** PAGE TEXT **
— BEGIN —
The following criterion is used to truncate the largest singular values from Fig. 2 based on some desired accuracy, \(\epsilon _{\text {svd}}\).

$$\begin{aligned} \frac{\sum \nolimits _{i=r+1}^{l}\sigma _i}{\sum \nolimits _{1=1}^{l}\sigma _i}<\epsilon _{\text {svd}}, \end{aligned}$$
(25)

where \(\sigma _i, i = 1, \ldots , l\) are the nonzero singular values of F. The dotted horizontal black line corresponds to \(r = 9\) singular values and the corresponding singular vectors \(\{u_i^F\}_{i=1}^r\) are used in the DEIM approximation.

DEIM overcomes the problem mentioned in Sect. 4.2 by determining an interpolation of the nonaffine function \(b(\mu )\). This is realized by approximating \(b(\mu )\) with the linear combination of the basis vectors \(U_F=[u_1^F, \ldots , u_r^F] \in {\mathbb {R}}^{{\mathcal {N}} \times r}\), i.e.

$$\begin{aligned} b(\mu ) \approx U_Fc(\mu ), \end{aligned}$$
(26)

where \(c(\mu )\in {\mathbb {R}}^r\) is the corresponding coefficient vector, and can be determined by assuming that \(U_Fc(\mu )\) interpolates \(b(\mu )\) at r selected interpolation points, then,

$$\begin{aligned} P^Tb(\mu ) = P^TU_Fc(\mu ), \end{aligned}$$
(27)

where P is an index matrix given by

$$\begin{aligned} P = [e_{\wp _1}, \ldots , e_{\wp _r}] \in {\mathbb {R}}^{{\mathcal {N}} \times r}, \end{aligned}$$
(28)

which consists of unit vectors \(e_{\wp _i}\), \(i = 1, \ldots , r\), where the indices \(\wp _i\), are the DEIM interpolation points which are selected iteratively with a greedy algorithm. Suppose that \(P^TU_F \in {\mathbb {R}}^{r \times r}\) is nondegenerate, then \(c(\mu )\) can be determined from (27) by

$$\begin{aligned} c(\mu ) = (P^TU_F)^{-1}P^Tb(\mu ). \end{aligned}$$
(29)

Therefore, the function \(b(\mu )\) in (14) can be approximated as

$$\begin{aligned} b(\mu ) \approx U_Fc(\mu ) = U_F(P^TU_F)^{-1}P^Tb(\mu ), \end{aligned}$$
(30)
— END —
** ROWS **
— BEGIN —
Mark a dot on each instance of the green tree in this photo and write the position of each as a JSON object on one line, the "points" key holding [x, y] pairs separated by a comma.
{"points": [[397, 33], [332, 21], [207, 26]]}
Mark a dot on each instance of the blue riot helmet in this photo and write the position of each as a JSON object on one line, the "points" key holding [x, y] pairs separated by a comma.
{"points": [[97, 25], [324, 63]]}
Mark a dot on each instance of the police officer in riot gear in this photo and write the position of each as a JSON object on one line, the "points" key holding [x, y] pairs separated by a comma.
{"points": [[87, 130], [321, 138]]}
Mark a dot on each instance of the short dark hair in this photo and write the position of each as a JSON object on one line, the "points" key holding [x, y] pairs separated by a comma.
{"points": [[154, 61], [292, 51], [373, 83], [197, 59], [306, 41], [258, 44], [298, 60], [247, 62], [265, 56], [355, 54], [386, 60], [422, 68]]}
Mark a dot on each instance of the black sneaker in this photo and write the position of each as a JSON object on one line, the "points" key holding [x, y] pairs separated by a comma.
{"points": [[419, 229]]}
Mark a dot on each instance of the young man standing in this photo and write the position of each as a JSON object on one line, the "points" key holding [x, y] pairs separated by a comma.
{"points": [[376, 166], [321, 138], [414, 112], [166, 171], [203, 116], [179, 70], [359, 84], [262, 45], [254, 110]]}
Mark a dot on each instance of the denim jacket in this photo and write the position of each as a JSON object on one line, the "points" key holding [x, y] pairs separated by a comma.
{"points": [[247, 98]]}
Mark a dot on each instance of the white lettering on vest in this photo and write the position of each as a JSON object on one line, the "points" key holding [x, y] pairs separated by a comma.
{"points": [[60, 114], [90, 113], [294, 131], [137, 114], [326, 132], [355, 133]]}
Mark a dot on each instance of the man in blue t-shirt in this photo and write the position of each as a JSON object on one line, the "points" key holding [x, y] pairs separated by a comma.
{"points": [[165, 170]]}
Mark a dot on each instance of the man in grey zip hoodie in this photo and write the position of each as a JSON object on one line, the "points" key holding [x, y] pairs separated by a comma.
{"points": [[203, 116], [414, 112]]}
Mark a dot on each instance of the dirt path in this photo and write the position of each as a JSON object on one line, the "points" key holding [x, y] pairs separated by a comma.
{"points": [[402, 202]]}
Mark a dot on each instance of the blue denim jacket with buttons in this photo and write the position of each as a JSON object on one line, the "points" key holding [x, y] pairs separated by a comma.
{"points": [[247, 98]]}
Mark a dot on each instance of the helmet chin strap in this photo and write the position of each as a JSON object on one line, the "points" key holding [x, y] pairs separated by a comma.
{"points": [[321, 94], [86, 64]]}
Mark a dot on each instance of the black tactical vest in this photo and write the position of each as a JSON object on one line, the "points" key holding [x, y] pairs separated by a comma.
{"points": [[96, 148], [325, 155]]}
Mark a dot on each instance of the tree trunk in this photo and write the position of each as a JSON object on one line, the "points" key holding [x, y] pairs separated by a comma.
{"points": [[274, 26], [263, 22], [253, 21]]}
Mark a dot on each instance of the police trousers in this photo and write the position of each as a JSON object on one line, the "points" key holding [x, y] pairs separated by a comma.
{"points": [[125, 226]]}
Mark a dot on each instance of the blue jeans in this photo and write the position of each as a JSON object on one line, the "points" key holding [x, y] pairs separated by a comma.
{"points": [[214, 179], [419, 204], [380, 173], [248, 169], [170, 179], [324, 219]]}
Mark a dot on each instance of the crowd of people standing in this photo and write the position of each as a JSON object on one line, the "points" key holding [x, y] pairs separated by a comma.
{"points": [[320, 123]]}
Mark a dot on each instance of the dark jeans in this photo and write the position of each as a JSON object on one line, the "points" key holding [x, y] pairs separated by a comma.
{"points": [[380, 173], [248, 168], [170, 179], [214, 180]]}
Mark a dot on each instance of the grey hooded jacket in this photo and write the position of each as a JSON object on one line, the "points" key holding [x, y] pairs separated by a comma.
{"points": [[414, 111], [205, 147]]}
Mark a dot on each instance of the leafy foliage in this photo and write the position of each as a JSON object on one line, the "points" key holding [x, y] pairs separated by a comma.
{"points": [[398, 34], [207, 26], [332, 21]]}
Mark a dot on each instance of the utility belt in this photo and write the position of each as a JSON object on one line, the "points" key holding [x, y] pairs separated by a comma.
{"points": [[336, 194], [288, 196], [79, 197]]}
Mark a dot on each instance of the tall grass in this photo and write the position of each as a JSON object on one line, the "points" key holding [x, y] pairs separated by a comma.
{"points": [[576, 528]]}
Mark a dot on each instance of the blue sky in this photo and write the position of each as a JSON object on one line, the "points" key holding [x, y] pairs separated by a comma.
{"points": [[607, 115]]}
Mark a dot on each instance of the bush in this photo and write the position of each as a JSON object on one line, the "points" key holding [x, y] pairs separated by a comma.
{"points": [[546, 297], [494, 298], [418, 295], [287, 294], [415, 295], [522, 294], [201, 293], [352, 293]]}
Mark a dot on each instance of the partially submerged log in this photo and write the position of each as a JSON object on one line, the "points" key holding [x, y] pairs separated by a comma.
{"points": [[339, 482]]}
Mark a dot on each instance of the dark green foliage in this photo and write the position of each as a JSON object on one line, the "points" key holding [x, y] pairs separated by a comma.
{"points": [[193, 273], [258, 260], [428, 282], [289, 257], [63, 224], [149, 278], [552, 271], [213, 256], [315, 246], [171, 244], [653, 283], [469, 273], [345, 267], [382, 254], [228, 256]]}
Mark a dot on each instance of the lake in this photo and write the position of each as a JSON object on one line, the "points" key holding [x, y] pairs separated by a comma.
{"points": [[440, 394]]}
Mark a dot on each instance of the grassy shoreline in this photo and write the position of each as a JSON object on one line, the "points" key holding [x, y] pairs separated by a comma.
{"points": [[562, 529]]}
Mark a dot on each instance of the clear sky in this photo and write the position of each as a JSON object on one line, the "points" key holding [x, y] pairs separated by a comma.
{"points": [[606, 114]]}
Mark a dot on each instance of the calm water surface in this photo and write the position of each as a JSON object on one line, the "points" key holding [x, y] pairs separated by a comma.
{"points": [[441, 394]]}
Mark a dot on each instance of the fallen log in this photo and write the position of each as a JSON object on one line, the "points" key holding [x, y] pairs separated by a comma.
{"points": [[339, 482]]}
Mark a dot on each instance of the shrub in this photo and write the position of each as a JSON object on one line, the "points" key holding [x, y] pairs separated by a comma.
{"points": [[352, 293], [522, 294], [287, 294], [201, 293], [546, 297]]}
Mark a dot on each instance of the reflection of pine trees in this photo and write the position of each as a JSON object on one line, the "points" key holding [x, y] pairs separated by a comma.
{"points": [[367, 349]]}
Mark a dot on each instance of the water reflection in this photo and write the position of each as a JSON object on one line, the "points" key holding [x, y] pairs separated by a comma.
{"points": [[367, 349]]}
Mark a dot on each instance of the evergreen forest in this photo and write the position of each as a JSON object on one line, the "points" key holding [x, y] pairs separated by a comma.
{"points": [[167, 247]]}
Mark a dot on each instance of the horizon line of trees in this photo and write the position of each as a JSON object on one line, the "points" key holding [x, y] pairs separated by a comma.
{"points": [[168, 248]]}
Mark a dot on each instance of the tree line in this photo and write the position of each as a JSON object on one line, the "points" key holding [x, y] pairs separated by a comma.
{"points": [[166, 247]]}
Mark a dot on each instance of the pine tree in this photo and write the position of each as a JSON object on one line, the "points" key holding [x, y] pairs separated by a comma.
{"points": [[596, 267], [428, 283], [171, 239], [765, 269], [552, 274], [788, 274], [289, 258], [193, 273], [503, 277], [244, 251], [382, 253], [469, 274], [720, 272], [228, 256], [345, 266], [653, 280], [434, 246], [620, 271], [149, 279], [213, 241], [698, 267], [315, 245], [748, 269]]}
— END —
** EXERCISES **
1 – According to the DEIM excerpt, how are the DEIM interpolation points selected?
2 – Copy the stretch of the DEIM excerpt from "The following criterion" through "the DEIM approximation.", substituting "dashed" for "dotted".

** SOLUTION LIST **
1 – They are selected iteratively with a greedy algorithm.

2 –
The following criterion is used to truncate the largest singular values from Fig. 2 based on some desired accuracy, \(\epsilon _{\text {svd}}\).

$$\begin{aligned} \frac{\sum \nolimits _{i=r+1}^{l}\sigma _i}{\sum \nolimits _{1=1}^{l}\sigma _i}<\epsilon _{\text {svd}}, \end{aligned}$$
(25)

where \(\sigma _i, i = 1, \ldots , l\) are the nonzero singular values of F. The dashed horizontal black line corresponds to \(r = 9\) singular values and the corresponding singular vectors \(\{u_i^F\}_{i=1}^r\) are used in the DEIM approximation.